Copy everything from the start of the material down to the line that contains "(1147, 233), (1188, 287)", keeping both ends and leaving every line unchanged.
** BEGIN DATA PROVIDED **
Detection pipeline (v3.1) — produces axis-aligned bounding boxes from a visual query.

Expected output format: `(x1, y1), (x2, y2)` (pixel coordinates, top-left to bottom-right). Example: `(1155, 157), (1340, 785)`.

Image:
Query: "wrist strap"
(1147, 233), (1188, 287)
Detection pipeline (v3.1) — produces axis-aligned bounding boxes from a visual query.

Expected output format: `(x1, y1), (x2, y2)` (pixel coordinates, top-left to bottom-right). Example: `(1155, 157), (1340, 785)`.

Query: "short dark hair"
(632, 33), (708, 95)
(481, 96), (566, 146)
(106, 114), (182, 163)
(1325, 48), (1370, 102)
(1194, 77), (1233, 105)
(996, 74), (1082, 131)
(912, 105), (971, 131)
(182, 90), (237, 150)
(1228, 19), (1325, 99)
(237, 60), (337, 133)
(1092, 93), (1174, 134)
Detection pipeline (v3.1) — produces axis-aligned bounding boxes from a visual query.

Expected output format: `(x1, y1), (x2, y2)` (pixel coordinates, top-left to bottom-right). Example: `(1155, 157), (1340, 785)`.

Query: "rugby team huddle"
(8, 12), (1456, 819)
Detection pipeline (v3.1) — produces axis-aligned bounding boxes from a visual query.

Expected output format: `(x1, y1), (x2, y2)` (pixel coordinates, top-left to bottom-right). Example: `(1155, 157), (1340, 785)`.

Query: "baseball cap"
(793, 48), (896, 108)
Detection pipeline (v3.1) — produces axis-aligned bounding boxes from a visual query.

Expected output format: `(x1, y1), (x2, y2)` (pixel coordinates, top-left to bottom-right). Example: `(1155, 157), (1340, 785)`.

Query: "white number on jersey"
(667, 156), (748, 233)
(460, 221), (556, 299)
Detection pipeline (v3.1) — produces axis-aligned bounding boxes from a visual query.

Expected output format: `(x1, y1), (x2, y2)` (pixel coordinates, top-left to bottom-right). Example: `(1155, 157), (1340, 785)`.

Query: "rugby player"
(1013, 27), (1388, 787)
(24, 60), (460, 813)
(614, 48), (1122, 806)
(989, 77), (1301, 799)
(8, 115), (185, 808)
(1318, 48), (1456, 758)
** END DATA PROVIDED **
* _RIGHT ANSWER_
Detection pipeline (v3.1) — produces axis-aligned bounding boxes from a visual query.

Expected output format: `(x1, y1), (x2, y2)` (pixel coordinates, top-left to bottom-right). Example: `(1155, 157), (1340, 785)`.

Image:
Query: "wrist strap"
(1147, 233), (1188, 287)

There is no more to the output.